◆ YOUR OBJECTIVE:
Which lines run from the one containing "Segment every instance of the utility" to the end of the entries? Quote them exactly, and nothing else.

Items from a data source:
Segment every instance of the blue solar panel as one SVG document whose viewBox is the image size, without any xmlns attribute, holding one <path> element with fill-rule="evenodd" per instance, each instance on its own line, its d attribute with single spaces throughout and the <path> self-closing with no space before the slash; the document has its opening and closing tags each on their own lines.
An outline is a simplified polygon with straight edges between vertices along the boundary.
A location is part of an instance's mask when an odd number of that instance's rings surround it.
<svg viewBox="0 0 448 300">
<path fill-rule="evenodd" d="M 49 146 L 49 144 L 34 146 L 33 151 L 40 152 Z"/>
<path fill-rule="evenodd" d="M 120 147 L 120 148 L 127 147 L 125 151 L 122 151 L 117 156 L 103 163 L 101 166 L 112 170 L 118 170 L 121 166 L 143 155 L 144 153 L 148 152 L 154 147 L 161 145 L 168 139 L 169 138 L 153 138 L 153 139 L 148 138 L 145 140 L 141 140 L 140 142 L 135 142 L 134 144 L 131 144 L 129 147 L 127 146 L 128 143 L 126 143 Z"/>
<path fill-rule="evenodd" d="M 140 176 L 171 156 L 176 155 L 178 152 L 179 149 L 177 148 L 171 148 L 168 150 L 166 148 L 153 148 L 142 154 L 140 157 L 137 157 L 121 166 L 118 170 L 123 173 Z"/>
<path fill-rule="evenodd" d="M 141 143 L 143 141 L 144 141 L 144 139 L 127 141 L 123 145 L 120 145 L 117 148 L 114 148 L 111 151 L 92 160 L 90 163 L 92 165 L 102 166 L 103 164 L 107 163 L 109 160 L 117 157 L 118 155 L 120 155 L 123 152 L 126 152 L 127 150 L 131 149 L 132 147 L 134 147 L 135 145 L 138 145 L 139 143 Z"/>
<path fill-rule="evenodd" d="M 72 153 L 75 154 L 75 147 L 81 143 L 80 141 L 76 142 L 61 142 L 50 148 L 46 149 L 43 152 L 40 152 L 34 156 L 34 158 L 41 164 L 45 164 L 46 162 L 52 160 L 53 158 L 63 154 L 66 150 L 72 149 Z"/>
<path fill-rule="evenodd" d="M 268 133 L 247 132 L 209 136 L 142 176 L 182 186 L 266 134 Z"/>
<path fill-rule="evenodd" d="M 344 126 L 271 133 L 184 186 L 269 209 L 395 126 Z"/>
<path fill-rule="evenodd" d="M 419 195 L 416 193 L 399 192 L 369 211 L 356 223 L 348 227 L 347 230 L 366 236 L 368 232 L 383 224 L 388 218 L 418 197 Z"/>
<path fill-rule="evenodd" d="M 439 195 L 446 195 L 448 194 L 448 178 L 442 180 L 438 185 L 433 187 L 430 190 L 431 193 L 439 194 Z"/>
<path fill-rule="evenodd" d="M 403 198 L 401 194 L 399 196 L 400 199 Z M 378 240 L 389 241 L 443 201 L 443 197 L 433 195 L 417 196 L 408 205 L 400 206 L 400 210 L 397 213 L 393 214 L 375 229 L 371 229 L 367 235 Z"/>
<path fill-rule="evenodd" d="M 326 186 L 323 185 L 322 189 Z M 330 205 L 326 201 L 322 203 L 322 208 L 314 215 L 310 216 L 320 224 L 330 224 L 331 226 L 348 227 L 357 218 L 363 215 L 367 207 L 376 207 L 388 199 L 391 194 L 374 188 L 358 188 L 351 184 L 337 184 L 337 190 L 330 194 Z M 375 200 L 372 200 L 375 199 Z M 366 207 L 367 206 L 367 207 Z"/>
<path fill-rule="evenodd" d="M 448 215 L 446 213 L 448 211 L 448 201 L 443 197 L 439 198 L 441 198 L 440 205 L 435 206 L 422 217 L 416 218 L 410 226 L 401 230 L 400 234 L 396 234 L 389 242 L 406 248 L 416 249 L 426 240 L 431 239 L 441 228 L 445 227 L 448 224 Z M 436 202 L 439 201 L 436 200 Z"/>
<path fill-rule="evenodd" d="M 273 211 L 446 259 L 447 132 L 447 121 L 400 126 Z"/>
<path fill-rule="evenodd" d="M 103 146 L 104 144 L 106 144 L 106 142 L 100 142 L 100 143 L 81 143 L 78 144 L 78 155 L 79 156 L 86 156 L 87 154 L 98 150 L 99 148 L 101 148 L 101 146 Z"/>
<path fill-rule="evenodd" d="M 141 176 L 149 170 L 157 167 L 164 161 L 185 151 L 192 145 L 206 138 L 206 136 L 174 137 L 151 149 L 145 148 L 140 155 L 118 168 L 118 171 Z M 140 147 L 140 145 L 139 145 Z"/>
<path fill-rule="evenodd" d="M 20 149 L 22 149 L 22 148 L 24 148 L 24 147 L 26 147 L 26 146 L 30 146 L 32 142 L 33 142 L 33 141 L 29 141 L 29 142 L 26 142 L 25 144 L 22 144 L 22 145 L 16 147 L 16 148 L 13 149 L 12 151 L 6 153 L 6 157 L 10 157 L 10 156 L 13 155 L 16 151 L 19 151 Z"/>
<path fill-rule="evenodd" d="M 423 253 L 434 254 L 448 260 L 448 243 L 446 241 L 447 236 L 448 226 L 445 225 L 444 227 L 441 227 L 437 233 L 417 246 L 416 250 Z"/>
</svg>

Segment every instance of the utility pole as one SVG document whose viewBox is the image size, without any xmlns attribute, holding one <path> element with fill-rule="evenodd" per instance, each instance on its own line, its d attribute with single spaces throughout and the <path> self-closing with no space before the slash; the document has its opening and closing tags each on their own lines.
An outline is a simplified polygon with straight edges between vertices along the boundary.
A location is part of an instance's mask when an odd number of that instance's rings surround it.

◆ TASK RESULT:
Segment every instance of the utility pole as one SVG document whose viewBox is the image size, without any xmlns attribute, holding one <path> element with fill-rule="evenodd" per instance, each instance on its own line, its d attribute with single spaces throughout and the <path> self-closing with no space before the slash; the document has its opening and closing tags each on their own lines.
An outline is a simplified polygon with straight edges between vertices along the boundary.
A location is part of an instance's mask when an odd number of that instance's rings surround it.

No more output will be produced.